### INSTRUCCIÓN DADA
Traduce al inglés esta oración de la sección de texto sobre el caso Afinsa: "La policía halló 10 millones de euros en billetes de 500 euros al derribar una pared recientemente levantada en el domicilio madrileño del principal suministrador de Afinsa, Francisco Guijarro."

### SECCIÓN DE TEXTO
-*-*-

Según acabó por descubrirse, el grueso de los sellos de Afinsa carecía de valor de inversión. Lo que explicaba la inexistencia de recibos de las transacciones realizadas con Escala. La policía halló 10 millones de euros en billetes de 500 euros al derribar una pared recientemente levantada en el domicilio madrileño del principal suministrador de Afinsa, Francisco Guijarro. Lo que no se pudo encontrar fue recibo alguno de los sellos pretendidamente adquiridos. Y a pesar de los notoriamente elevados sobrecargos en concepto de conservación y custodia de la colección filatélica, abundaban las falsificaciones, confirmando las sospechas de Lloyd’s. Infiriendo que las facturas enviadas por el señor Guijarro a Afinsa no eran sino una tapadera para una operación de lavado de dinero, la fiscalía procedió a acusar a los miembros de la familia y a los ejecutivos que controlaban Afinsa de malversación, lavado de dinero, evasión fiscal, quiebra fraudulenta, abuso de confianza y falsificación.

-*-*-

### DATOS SUMINISTRADOS
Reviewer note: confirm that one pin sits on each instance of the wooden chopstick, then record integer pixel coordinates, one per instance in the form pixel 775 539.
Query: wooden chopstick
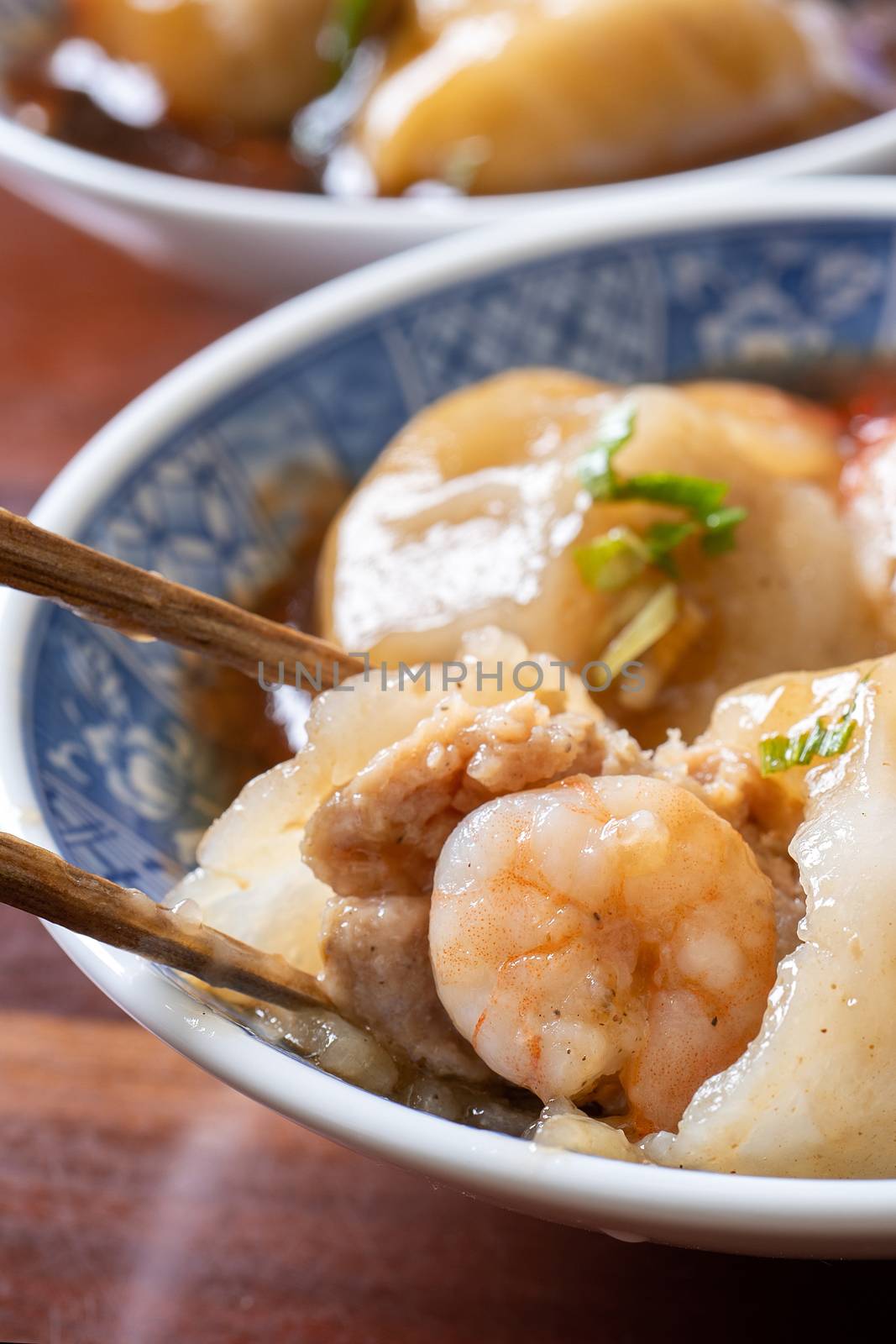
pixel 43 885
pixel 145 605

-*-*-

### RESULTADO OBTENIDO
The police found 10 million euros in 500-euro notes when they knocked down a recently built wall in the Madrid home of Afinsa's main supplier, Francisco Guijarro.